** begin **
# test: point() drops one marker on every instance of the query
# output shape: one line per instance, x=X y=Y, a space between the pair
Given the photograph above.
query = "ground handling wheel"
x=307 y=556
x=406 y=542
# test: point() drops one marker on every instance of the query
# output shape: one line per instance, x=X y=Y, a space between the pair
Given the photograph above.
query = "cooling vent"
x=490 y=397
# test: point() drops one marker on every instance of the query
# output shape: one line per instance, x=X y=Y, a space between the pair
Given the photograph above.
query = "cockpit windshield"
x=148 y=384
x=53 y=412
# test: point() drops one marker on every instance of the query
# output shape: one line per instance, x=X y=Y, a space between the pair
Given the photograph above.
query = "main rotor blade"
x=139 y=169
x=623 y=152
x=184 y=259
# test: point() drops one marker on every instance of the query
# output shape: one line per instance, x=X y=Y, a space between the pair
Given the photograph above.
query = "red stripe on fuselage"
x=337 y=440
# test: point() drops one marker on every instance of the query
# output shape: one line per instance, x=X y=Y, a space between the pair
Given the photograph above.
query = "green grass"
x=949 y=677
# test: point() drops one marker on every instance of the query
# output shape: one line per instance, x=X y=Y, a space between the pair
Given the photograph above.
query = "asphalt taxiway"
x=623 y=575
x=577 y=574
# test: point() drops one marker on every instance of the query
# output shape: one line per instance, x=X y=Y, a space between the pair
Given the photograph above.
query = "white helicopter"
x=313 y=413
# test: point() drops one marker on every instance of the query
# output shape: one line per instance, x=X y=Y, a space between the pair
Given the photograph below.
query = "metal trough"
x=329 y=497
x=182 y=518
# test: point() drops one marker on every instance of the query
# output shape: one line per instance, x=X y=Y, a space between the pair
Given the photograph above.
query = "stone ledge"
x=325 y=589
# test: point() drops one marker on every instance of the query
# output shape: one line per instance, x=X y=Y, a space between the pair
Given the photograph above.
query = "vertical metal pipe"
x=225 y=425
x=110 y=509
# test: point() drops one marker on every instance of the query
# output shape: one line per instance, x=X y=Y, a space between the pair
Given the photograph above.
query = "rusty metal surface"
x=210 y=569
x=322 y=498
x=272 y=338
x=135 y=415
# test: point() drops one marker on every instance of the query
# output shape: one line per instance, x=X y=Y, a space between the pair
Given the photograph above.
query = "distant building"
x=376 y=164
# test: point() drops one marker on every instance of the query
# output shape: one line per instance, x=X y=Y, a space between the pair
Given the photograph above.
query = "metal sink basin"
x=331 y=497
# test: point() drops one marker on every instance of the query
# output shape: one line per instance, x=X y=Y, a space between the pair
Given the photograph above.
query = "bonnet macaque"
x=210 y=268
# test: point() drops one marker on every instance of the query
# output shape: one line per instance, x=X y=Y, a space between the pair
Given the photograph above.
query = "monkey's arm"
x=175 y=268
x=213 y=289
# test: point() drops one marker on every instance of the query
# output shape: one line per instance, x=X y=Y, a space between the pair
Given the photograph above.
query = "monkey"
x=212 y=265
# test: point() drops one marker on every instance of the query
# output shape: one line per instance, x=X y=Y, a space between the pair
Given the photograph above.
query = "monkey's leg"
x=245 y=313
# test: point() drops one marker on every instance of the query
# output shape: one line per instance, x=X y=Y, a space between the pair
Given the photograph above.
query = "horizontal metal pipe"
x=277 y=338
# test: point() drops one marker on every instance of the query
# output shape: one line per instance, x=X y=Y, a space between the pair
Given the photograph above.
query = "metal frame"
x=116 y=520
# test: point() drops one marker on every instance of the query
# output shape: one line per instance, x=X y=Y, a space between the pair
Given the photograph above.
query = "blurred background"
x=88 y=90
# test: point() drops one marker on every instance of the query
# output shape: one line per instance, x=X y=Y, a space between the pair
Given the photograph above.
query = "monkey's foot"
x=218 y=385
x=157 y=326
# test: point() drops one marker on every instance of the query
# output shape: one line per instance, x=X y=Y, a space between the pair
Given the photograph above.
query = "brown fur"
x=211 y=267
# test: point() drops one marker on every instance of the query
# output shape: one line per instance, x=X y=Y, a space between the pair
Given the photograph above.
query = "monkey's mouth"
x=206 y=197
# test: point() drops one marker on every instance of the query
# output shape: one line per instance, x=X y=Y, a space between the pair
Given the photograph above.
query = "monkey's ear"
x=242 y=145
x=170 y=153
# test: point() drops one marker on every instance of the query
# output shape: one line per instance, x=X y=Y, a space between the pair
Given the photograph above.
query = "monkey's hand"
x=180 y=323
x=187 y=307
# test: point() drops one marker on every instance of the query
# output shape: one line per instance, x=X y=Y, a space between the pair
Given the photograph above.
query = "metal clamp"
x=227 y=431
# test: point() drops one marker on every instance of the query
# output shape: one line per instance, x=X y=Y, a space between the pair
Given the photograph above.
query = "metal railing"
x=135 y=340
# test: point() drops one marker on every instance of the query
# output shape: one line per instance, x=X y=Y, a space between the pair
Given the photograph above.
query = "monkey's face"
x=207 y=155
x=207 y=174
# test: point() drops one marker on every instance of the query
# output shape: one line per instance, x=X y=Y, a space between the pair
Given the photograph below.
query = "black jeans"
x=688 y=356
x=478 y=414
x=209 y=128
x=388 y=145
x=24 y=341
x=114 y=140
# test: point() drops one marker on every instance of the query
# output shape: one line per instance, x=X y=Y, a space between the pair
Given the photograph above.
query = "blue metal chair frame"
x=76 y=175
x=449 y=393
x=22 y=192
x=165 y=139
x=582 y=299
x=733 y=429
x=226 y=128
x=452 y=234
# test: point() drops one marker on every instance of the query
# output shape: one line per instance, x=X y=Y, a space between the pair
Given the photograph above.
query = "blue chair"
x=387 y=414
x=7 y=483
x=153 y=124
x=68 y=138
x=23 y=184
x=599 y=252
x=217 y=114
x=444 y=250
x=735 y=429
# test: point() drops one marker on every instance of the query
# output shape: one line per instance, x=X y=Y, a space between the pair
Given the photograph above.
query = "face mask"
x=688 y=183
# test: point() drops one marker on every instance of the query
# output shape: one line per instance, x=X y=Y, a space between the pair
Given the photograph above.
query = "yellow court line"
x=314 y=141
** end **
• [Task requirements]:
Reproduce every line from the start of the entries through the line containing "x=490 y=397", requests included, and offset each answer coordinate by adding 34 to every x and y number.

• [Output for this task]:
# test: point() drops one marker on every instance of the query
# output shape: one line per instance, x=X y=Y, a space between the pair
Given the photograph above.
query = "ground handling wheel"
x=341 y=590
x=440 y=576
# test: point() drops one marker on every instance of the query
# output shape: one line per instance, x=X y=Y, a space between the pair
Given the photograph above.
query = "cooling vent"
x=524 y=431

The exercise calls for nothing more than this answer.